WORK ITEM = Repeat the entries that follow, exactly as they are written.

DATA EXTRACTS =
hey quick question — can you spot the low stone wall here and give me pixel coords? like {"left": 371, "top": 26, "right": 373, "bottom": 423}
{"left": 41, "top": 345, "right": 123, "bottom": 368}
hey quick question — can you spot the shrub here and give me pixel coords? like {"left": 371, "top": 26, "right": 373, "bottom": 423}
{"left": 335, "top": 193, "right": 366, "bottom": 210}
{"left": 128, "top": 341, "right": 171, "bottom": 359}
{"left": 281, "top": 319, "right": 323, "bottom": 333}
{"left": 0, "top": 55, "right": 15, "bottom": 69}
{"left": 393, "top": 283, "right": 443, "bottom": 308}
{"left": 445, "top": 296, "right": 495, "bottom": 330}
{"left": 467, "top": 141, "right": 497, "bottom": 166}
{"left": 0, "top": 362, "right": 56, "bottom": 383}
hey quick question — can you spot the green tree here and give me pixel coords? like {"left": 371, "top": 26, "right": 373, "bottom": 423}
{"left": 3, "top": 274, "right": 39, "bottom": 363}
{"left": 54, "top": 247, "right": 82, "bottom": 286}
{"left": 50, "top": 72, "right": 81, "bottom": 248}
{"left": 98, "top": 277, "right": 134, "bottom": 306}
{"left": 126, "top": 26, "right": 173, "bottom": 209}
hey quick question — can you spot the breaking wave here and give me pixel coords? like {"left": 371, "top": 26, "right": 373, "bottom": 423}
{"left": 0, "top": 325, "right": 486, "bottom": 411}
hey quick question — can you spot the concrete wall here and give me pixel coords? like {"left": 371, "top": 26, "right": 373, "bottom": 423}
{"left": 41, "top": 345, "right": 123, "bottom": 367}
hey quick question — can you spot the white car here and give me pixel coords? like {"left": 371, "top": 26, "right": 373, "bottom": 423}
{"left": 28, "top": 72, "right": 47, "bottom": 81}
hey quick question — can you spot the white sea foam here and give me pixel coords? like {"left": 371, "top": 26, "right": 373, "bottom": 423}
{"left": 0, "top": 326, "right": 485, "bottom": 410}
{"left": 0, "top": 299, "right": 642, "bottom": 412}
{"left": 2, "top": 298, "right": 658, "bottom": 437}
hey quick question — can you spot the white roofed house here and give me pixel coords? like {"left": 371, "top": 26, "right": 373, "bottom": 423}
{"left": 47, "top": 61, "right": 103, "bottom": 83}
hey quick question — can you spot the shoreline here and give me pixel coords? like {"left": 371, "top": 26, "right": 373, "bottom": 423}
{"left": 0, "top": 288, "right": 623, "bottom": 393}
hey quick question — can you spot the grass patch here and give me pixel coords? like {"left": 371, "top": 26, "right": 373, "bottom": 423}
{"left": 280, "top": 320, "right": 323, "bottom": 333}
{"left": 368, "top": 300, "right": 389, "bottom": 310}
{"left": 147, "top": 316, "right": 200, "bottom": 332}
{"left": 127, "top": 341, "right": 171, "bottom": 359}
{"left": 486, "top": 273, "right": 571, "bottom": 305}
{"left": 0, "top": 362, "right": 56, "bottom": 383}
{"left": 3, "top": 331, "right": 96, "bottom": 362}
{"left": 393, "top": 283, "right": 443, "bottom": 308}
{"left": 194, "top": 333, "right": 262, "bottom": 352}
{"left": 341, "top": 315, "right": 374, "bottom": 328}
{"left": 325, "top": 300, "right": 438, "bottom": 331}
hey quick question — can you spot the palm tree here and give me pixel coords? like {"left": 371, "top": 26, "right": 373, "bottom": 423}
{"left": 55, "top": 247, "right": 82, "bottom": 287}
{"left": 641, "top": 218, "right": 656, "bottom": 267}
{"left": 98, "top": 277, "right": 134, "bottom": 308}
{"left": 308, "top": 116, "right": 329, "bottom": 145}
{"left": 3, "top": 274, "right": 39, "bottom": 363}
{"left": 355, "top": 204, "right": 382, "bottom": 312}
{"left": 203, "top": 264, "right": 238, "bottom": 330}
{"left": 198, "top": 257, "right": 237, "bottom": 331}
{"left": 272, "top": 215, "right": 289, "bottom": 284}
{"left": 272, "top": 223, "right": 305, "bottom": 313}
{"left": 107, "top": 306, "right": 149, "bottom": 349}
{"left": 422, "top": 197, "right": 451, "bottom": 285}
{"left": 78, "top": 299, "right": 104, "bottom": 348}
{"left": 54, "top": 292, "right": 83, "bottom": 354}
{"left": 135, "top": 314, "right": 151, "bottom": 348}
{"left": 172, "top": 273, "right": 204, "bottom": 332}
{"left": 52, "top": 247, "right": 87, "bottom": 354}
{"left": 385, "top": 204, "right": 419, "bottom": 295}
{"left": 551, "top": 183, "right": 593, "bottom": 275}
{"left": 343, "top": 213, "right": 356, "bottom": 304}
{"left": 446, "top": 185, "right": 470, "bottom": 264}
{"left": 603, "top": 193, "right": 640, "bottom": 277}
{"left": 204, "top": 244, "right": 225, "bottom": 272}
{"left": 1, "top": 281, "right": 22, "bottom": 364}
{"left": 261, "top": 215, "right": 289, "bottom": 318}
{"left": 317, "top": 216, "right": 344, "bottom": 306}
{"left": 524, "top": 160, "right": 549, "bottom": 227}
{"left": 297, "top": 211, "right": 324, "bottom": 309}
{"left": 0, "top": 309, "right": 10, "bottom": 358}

RESPONSE =
hey quick question — can you spot the low stone wall here and give me pixel coords? like {"left": 371, "top": 26, "right": 373, "bottom": 423}
{"left": 41, "top": 345, "right": 123, "bottom": 368}
hey quick question — can you spot the shrub here and give me pixel coords? like {"left": 371, "top": 26, "right": 373, "bottom": 423}
{"left": 335, "top": 193, "right": 366, "bottom": 210}
{"left": 128, "top": 341, "right": 171, "bottom": 359}
{"left": 281, "top": 319, "right": 323, "bottom": 333}
{"left": 0, "top": 55, "right": 15, "bottom": 69}
{"left": 393, "top": 283, "right": 443, "bottom": 308}
{"left": 445, "top": 296, "right": 495, "bottom": 330}
{"left": 467, "top": 141, "right": 497, "bottom": 166}
{"left": 0, "top": 362, "right": 56, "bottom": 383}
hey quick question — can you spot the green tree here and give me pixel coords? like {"left": 371, "top": 26, "right": 373, "bottom": 423}
{"left": 3, "top": 274, "right": 39, "bottom": 363}
{"left": 54, "top": 247, "right": 82, "bottom": 286}
{"left": 50, "top": 72, "right": 81, "bottom": 248}
{"left": 98, "top": 277, "right": 134, "bottom": 306}
{"left": 126, "top": 26, "right": 173, "bottom": 209}
hey quick question — can you spot the breaking wave here and give me pixel coords? like {"left": 371, "top": 26, "right": 373, "bottom": 423}
{"left": 0, "top": 325, "right": 486, "bottom": 411}
hey quick question — can you spot the concrete wall here and give me pixel coords? like {"left": 371, "top": 26, "right": 373, "bottom": 423}
{"left": 41, "top": 345, "right": 123, "bottom": 367}
hey quick question — can you spot the white car here and give me pixel coords? like {"left": 371, "top": 26, "right": 373, "bottom": 423}
{"left": 28, "top": 72, "right": 47, "bottom": 81}
hey quick question — can you spot the white sea foam here and give me pixel coords? like {"left": 371, "top": 26, "right": 373, "bottom": 423}
{"left": 0, "top": 326, "right": 485, "bottom": 410}
{"left": 0, "top": 299, "right": 642, "bottom": 412}
{"left": 2, "top": 298, "right": 658, "bottom": 437}
hey quick question — can you spot the white roofed house here and give me pixel coords? like {"left": 371, "top": 26, "right": 373, "bottom": 423}
{"left": 47, "top": 61, "right": 103, "bottom": 83}
hey quick question — can you spot the shoreline here and give me pixel coords? like {"left": 371, "top": 26, "right": 373, "bottom": 423}
{"left": 0, "top": 288, "right": 623, "bottom": 393}
hey quick question — can you spot the grass patch here and give me pixel coords? like {"left": 371, "top": 26, "right": 373, "bottom": 423}
{"left": 280, "top": 320, "right": 323, "bottom": 333}
{"left": 368, "top": 300, "right": 389, "bottom": 310}
{"left": 147, "top": 316, "right": 200, "bottom": 332}
{"left": 127, "top": 341, "right": 171, "bottom": 359}
{"left": 486, "top": 273, "right": 571, "bottom": 305}
{"left": 0, "top": 362, "right": 56, "bottom": 383}
{"left": 3, "top": 331, "right": 96, "bottom": 362}
{"left": 393, "top": 283, "right": 443, "bottom": 308}
{"left": 194, "top": 333, "right": 262, "bottom": 352}
{"left": 341, "top": 315, "right": 374, "bottom": 328}
{"left": 325, "top": 300, "right": 438, "bottom": 331}
hey quick question — can you spot the palm tree here and give me pixel coords? like {"left": 371, "top": 26, "right": 373, "bottom": 423}
{"left": 55, "top": 247, "right": 82, "bottom": 287}
{"left": 641, "top": 218, "right": 656, "bottom": 267}
{"left": 98, "top": 277, "right": 134, "bottom": 308}
{"left": 308, "top": 116, "right": 329, "bottom": 145}
{"left": 3, "top": 274, "right": 39, "bottom": 363}
{"left": 355, "top": 204, "right": 382, "bottom": 312}
{"left": 203, "top": 264, "right": 238, "bottom": 330}
{"left": 198, "top": 257, "right": 237, "bottom": 331}
{"left": 272, "top": 215, "right": 289, "bottom": 284}
{"left": 272, "top": 223, "right": 305, "bottom": 313}
{"left": 107, "top": 306, "right": 149, "bottom": 349}
{"left": 422, "top": 197, "right": 451, "bottom": 285}
{"left": 78, "top": 299, "right": 104, "bottom": 348}
{"left": 54, "top": 292, "right": 83, "bottom": 354}
{"left": 135, "top": 314, "right": 151, "bottom": 348}
{"left": 172, "top": 273, "right": 204, "bottom": 332}
{"left": 52, "top": 247, "right": 87, "bottom": 354}
{"left": 385, "top": 204, "right": 419, "bottom": 295}
{"left": 551, "top": 183, "right": 593, "bottom": 275}
{"left": 343, "top": 213, "right": 356, "bottom": 304}
{"left": 446, "top": 185, "right": 470, "bottom": 264}
{"left": 603, "top": 193, "right": 640, "bottom": 277}
{"left": 204, "top": 244, "right": 225, "bottom": 272}
{"left": 1, "top": 281, "right": 22, "bottom": 364}
{"left": 261, "top": 215, "right": 289, "bottom": 318}
{"left": 317, "top": 216, "right": 344, "bottom": 306}
{"left": 524, "top": 160, "right": 549, "bottom": 227}
{"left": 297, "top": 211, "right": 324, "bottom": 309}
{"left": 0, "top": 309, "right": 10, "bottom": 358}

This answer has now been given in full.